YOUR INSTRUCTIONS ::
Leaving out the pictures, transcribe all of the records faithfully.

==================================================

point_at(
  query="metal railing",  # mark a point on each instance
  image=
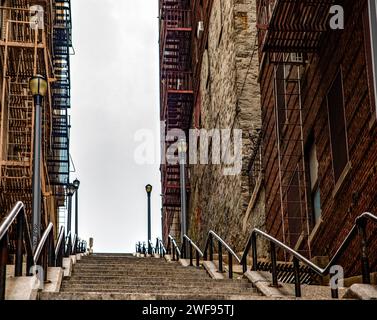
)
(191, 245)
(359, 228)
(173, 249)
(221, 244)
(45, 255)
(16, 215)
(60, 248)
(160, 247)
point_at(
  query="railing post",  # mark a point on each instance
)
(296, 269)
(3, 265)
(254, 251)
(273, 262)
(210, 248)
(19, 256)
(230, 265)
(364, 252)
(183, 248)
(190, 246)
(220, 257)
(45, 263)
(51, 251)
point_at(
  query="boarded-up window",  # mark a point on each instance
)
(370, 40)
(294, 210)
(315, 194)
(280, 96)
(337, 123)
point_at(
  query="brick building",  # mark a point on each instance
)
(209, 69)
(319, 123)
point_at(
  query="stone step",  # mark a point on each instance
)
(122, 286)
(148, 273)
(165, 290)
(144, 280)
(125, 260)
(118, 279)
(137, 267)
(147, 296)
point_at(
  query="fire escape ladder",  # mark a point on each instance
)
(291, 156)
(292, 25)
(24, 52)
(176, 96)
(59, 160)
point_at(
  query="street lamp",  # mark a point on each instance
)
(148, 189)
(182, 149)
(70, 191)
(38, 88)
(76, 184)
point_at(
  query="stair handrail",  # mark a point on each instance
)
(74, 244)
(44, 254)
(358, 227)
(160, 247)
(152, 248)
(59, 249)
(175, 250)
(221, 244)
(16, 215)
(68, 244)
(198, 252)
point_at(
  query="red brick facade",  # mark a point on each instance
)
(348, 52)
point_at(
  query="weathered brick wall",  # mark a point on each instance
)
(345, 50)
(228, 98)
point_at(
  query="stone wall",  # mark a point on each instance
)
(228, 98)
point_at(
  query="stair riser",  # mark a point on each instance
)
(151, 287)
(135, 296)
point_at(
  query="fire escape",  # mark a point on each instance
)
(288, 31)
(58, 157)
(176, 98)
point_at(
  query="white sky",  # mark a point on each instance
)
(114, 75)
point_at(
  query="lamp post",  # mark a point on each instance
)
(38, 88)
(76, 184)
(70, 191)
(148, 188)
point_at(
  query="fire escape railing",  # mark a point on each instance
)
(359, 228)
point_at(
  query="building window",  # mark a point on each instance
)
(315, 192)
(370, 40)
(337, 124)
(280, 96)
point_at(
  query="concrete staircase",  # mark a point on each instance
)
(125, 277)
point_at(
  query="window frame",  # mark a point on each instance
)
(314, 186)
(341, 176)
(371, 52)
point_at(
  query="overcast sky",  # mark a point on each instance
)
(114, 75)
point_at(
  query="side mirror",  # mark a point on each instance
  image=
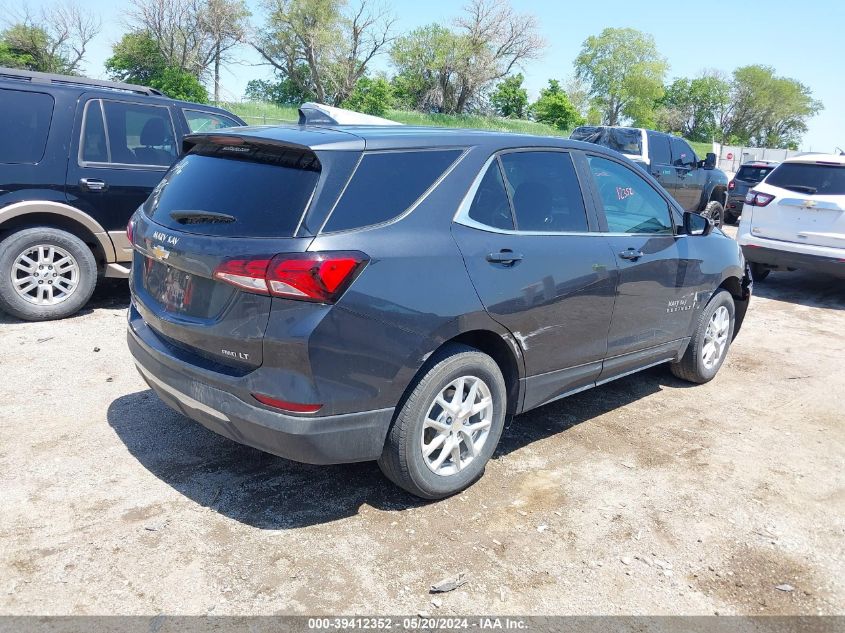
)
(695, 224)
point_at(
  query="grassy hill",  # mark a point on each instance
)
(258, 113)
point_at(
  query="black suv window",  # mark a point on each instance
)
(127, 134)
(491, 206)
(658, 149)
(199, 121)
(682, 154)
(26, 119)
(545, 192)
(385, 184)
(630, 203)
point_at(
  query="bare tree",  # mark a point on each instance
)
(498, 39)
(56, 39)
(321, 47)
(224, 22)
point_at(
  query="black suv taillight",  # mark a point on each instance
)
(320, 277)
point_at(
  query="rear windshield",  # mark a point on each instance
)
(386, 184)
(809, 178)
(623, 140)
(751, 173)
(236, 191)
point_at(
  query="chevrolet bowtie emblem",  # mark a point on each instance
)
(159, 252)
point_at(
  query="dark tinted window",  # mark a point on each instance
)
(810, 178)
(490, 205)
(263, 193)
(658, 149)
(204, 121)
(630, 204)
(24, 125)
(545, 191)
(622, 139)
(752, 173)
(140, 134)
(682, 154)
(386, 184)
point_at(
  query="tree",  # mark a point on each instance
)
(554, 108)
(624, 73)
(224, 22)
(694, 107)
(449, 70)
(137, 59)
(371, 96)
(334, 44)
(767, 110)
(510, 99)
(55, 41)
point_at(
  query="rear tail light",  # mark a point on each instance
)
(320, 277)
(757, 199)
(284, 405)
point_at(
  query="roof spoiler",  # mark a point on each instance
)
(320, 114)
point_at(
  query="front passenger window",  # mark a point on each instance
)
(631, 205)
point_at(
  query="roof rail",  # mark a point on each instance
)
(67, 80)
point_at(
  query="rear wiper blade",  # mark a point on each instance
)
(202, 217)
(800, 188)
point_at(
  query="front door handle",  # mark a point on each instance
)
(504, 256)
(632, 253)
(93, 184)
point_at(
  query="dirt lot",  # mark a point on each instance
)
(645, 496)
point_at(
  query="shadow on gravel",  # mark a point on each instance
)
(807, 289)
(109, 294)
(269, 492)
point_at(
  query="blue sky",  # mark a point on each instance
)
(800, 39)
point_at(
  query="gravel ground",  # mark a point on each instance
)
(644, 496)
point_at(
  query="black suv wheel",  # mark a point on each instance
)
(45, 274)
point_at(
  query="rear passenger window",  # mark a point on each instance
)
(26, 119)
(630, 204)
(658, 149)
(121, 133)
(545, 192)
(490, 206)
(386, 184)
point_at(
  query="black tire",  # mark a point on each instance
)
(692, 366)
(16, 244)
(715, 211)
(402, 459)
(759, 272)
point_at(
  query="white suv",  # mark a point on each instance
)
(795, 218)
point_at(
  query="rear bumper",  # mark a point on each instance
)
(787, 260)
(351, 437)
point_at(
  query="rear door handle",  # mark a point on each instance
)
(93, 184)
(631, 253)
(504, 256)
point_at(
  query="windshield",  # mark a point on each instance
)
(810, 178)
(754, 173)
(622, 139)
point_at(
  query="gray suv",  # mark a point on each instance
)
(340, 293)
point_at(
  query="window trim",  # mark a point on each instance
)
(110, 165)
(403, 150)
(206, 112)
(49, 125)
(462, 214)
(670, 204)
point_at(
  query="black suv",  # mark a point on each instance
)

==================================================

RESULT FOR THIS TASK ::
point_at(
  query="metal railing",  # mark a point on each instance
  image=
)
(191, 245)
(359, 228)
(173, 249)
(221, 244)
(45, 255)
(16, 215)
(60, 248)
(160, 247)
point_at(
  query="railing post",  # mark a point on each instance
)
(296, 269)
(3, 265)
(254, 251)
(273, 262)
(210, 248)
(19, 256)
(230, 265)
(364, 252)
(183, 248)
(190, 246)
(220, 257)
(45, 263)
(51, 251)
point_at(
  query="boarded-up window",  # mark a point on each instance
)
(370, 40)
(294, 210)
(315, 194)
(280, 96)
(337, 123)
point_at(
  query="brick building",  # mark a point on each instance
)
(209, 69)
(319, 123)
point_at(
  query="stone step",  # mark a point on each instance
)
(122, 286)
(148, 273)
(165, 290)
(144, 280)
(125, 260)
(118, 279)
(137, 267)
(147, 296)
point_at(
  query="fire escape ladder",  # mark a point on each instance
)
(291, 156)
(292, 25)
(24, 52)
(176, 96)
(59, 160)
point_at(
  query="street lamp",  # mark a point on each instance
)
(148, 189)
(182, 149)
(70, 191)
(38, 88)
(76, 184)
point_at(
  query="stair handrail",  # mark a point on each instance
)
(74, 244)
(44, 254)
(358, 227)
(160, 247)
(152, 248)
(59, 249)
(175, 250)
(221, 244)
(16, 215)
(68, 244)
(198, 252)
point_at(
  query="red brick facade",  # mark a point on each instance
)
(348, 52)
point_at(
  query="weathered brick wall",  # mark a point on each instance
)
(345, 50)
(228, 98)
point_at(
  query="stone wall",  # mark a point on each instance
)
(228, 98)
point_at(
  query="stair riser",  # mark a point on each instance
)
(151, 287)
(135, 296)
point_at(
  query="fire escape",  # mark a point on each instance
)
(288, 31)
(58, 157)
(176, 98)
point_at(
  query="white sky",  # mark a point on each instance
)
(114, 75)
point_at(
  query="lamp post",  # mark a point on each instance
)
(38, 88)
(76, 184)
(70, 191)
(148, 188)
point_at(
  query="fire escape railing",  # mark a point on each instance
)
(359, 228)
point_at(
  query="building window",  # mark a point on each instance
)
(315, 192)
(370, 40)
(337, 124)
(280, 96)
point_at(
  query="concrete staircase",  # mark a point on each instance
)
(125, 277)
point_at(
  query="window frame",  # mark a point on each instance
)
(314, 186)
(341, 176)
(371, 52)
point_at(
  query="overcast sky",  # mark a point on each instance
)
(114, 75)
point_at(
  query="side mirror",  # mark a point on each instance
  image=
)
(695, 224)
point_at(
  query="grassy hill",  # mark a point on each instance
)
(258, 113)
point_at(
  query="black suv window",  # mark a point on each instance
)
(127, 134)
(491, 206)
(658, 149)
(199, 121)
(682, 154)
(26, 119)
(545, 192)
(385, 184)
(630, 203)
point_at(
  query="bare tree",  # mark a point on each instance
)
(498, 39)
(56, 39)
(321, 47)
(224, 22)
point_at(
  query="black suv taillight",  # mark a point on each instance
)
(320, 277)
point_at(
  query="rear windshield",  # mark a point on each instance
)
(386, 184)
(809, 178)
(623, 140)
(751, 173)
(236, 191)
point_at(
  query="chevrolet bowtie emblem",  # mark a point on each instance
)
(159, 252)
point_at(
  query="dark tinted window",  # mark a point on each instance
)
(810, 178)
(490, 205)
(263, 193)
(658, 149)
(204, 121)
(630, 204)
(24, 125)
(545, 191)
(622, 139)
(752, 173)
(140, 134)
(682, 154)
(386, 184)
point_at(
  query="tree",  # mark a point on each instance
)
(554, 108)
(624, 73)
(224, 22)
(694, 107)
(449, 70)
(137, 59)
(371, 96)
(334, 44)
(767, 110)
(510, 99)
(55, 41)
point_at(
  query="rear tail light",  # mark a point on each instance
)
(320, 277)
(757, 199)
(284, 405)
point_at(
  query="roof spoiler",  # mark a point on each instance
)
(320, 114)
point_at(
  query="front passenger window",  # mark a point on each instance
)
(631, 205)
point_at(
  query="roof rail",  # mark a point on each instance
)
(67, 80)
point_at(
  query="rear wiper blade",  # mark a point on each instance
)
(202, 217)
(800, 188)
point_at(
  query="front door handle",  # mark a point on each instance
)
(504, 256)
(632, 253)
(93, 184)
point_at(
  query="dirt lot",  # mark a point on each instance
)
(645, 496)
point_at(
  query="shadow on gravel",  # mark a point on each instance
)
(807, 289)
(109, 294)
(269, 492)
point_at(
  query="blue sky",  # mark a point on each instance
)
(800, 39)
point_at(
  query="gravel ground",  # mark a point on each instance
)
(644, 496)
point_at(
  query="black suv wheel",  # mark a point on each instance
)
(45, 274)
point_at(
  query="rear passenger window",  # mark a point on each instance
)
(26, 119)
(630, 204)
(658, 149)
(121, 133)
(545, 192)
(490, 206)
(386, 184)
point_at(
  query="black tire",  # mark a point on each instance
)
(692, 366)
(16, 244)
(715, 211)
(402, 459)
(759, 272)
point_at(
  query="white suv",  # mark a point on each instance
)
(795, 218)
point_at(
  query="rear bumper",  # mark a point on each instance
)
(787, 260)
(351, 437)
point_at(
  query="rear door handle",  # mark a point on each instance
)
(93, 184)
(631, 253)
(504, 256)
point_at(
  query="windshield",  # mark a point on each instance
)
(810, 178)
(754, 173)
(622, 139)
point_at(
  query="gray suv",  # mark a point on each instance
)
(340, 293)
point_at(
  query="window trim",  # mark a point on each instance
)
(110, 165)
(403, 150)
(206, 112)
(49, 125)
(462, 214)
(670, 204)
point_at(
  query="black suv",  # mark a point on each instance
)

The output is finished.